> PROBLEMS
a - Write out the passage on ConcurrentHashMap synchronization word for word, from "Approach with external" down to "breaking their atomicity.".
b - Show each line of the entries that contains the word "costume".

> TEXT PASSAGE

For above compound operation there is putIfAbsent() method in CHM but how can we achieve thread safety for other compound operations if we are using CHM. I mean can we use external synchronization on CHM object?
No, you cannot use external synchronization to ensure atomicity of compound operations over ConcurrentHashMap.
To be precise, you can use external synchronization to ensure atomicity of compound operations, but only if all operations with ConcurrentHashMap are synchronized over the same lock as well (though use of ConcurrentHashMap won't make sense in this case - you can replace it with regular HashMap).
Approach with external synchronization works with Hashtable and Collections.synchronizedMap() only because they guarantee that their primitive operations are synchronized over these objects as well. Since ConcurrentHashMap doesn't provide such a guarantee, primitive operations may interfere with execution of your compound operations, breaking their atomicity.
However, ConcurrentHashMap provides number of methods that can be used to implement compound operations in optimistic manner:
putIfAbsent(key, value)
remove(key, value)
replace(key, value)
replace(key, oldValue, newValue)
You can use these operation to implement certain compound operations without explict synchronization, the same way as you would do for AtomicReference, etc.
There isn't any reason why you can't. Traditional synchronization works with everything, there aren't special exceptions against them. ConcurrentHashMaps simply use more optimized thread-safety mechanisms, if you wish to do something more complex, falling back to traditional synchronization may actually be your only option (that and using locks).
You can always use a synchronized block. The fancy collections in java.util.concurrent do not prohibit it, they just make it redundant for most common use cases. If you are performing a compound operation (e.g. - you want to insert two keys which must always have the same value), not only can you use external synchronization - you must.
E.g.:
String key1 = getKeyFromSomewhere();
String key2 = getKeyFromSomewhereElse();
String value = getValue();
// We want to put two pairs in the map - [key1, value] and [key2, value]
// and be sure that in any point in time both key1 and key2 have the same
// value
synchronized(concurrenthashmap_obj) {
concurrenthashmap_obj.put(key1, value);
// without external syncronoziation, key1's value may have already been
// overwritten from a different thread!
concurrenthashmap_obj.put(key2, value);
}
As the ConcurrentHashMap implements the Map Interface, it does support all features every basic Map does as well. So yes: you can use it like any other map and ignore all the extra features. But then you will essentially have a slower HashMap.
The main difference between a synchronized Map and a concurrent Map is - as the name says - concurrency. Imagine you have 100 threads wanting to read from the Map, if you synchronize you block out 99 threads and 1 can do the work. If you use concurrency 100 threads can work at the same time.
Now if you think about the actual reason why you use threads, you soon come to the conclusion that you should get rid of every possible synchronized block that you can.
It all depends on what you mean by "other compound operation" and by "working". Synchronization works with ConcurrentHashMap exactly the same way as it works with any other object.

> LISTED ENTRIES
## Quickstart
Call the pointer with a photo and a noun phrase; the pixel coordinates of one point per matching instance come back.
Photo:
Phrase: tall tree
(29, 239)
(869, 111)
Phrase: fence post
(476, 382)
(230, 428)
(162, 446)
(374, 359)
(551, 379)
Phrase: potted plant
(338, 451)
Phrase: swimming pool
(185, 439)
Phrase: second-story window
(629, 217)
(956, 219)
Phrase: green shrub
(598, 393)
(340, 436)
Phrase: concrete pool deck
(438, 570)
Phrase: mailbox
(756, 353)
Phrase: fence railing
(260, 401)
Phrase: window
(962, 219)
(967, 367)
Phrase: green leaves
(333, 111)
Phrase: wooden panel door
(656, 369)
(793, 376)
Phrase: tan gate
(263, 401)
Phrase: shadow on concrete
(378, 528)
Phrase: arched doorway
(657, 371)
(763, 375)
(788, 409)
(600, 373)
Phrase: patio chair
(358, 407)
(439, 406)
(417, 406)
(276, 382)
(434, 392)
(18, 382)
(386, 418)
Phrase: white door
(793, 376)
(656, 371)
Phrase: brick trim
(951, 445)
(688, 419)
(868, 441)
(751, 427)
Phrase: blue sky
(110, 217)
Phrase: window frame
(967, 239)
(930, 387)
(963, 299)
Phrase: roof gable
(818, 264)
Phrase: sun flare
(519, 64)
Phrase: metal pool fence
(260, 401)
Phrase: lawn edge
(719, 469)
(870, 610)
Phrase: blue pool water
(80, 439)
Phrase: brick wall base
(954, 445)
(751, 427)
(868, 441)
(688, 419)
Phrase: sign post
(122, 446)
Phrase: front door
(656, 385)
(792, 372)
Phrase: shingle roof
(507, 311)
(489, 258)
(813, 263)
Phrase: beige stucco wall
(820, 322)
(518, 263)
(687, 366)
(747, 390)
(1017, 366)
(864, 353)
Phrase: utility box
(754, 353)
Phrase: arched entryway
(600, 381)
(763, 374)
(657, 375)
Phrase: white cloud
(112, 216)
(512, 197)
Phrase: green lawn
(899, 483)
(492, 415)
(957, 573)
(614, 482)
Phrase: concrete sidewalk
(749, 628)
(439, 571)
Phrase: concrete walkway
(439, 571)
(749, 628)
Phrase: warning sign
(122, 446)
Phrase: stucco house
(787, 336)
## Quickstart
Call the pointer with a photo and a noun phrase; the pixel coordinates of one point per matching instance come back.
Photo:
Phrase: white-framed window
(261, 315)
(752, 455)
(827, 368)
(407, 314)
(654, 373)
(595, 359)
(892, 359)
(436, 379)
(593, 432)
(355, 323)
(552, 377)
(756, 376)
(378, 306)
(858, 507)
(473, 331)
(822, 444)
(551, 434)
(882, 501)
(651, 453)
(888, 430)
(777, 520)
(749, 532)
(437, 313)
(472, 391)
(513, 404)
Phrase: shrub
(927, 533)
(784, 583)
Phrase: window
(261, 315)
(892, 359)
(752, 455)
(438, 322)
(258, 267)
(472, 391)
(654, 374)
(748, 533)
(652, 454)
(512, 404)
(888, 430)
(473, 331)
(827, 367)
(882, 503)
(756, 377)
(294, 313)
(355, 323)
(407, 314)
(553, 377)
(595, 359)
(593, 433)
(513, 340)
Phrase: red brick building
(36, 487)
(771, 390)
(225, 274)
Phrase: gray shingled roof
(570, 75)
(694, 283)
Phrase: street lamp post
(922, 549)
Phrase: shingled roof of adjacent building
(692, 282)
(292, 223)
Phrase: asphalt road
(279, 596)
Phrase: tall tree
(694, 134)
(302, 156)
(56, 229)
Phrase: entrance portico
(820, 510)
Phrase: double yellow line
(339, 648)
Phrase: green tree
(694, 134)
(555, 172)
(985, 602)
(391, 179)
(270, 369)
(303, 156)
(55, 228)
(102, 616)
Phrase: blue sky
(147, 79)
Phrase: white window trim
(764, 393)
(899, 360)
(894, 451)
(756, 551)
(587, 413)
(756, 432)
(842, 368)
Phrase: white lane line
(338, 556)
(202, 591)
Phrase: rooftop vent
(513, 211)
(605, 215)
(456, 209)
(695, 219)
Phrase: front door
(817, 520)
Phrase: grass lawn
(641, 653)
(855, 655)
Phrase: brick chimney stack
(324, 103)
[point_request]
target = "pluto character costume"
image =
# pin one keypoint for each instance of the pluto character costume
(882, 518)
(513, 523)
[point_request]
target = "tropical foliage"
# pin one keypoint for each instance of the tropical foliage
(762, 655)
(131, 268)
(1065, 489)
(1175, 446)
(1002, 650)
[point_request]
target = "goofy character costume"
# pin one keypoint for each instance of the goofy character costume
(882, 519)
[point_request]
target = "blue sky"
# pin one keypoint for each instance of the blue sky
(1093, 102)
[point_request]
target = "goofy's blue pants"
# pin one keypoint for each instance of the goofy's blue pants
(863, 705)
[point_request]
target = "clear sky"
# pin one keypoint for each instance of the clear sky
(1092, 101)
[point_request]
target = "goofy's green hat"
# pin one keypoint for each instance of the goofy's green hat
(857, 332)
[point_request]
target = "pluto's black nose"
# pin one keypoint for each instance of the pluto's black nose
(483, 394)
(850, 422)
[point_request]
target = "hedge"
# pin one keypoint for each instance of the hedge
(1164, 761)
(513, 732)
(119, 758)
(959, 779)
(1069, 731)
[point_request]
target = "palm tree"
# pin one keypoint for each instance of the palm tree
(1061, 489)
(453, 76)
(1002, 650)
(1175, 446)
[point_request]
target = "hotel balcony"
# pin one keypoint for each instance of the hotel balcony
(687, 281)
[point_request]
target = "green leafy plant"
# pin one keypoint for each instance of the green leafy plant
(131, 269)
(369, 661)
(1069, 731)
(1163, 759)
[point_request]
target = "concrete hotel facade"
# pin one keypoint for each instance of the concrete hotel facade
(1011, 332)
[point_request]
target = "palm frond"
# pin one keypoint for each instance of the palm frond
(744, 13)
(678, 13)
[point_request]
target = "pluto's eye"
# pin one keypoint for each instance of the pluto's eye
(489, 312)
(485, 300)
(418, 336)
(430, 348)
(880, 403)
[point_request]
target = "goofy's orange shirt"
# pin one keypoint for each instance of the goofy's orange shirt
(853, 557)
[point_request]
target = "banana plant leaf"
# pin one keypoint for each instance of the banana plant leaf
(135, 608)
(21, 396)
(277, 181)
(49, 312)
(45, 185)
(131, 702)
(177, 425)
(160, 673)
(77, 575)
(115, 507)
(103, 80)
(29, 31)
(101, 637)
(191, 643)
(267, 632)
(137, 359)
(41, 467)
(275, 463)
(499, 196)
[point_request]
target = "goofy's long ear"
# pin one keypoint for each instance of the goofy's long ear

> RESULTS
a -
Approach with external synchronization works with Hashtable and Collections.synchronizedMap() only because they guarantee that their primitive operations are synchronized over these objects as well. Since ConcurrentHashMap doesn't provide such a guarantee, primitive operations may interfere with execution of your compound operations, breaking their atomicity.

b -
target = "pluto character costume"
# pin one keypoint for each instance of the pluto character costume
target = "goofy character costume"
# pin one keypoint for each instance of the goofy character costume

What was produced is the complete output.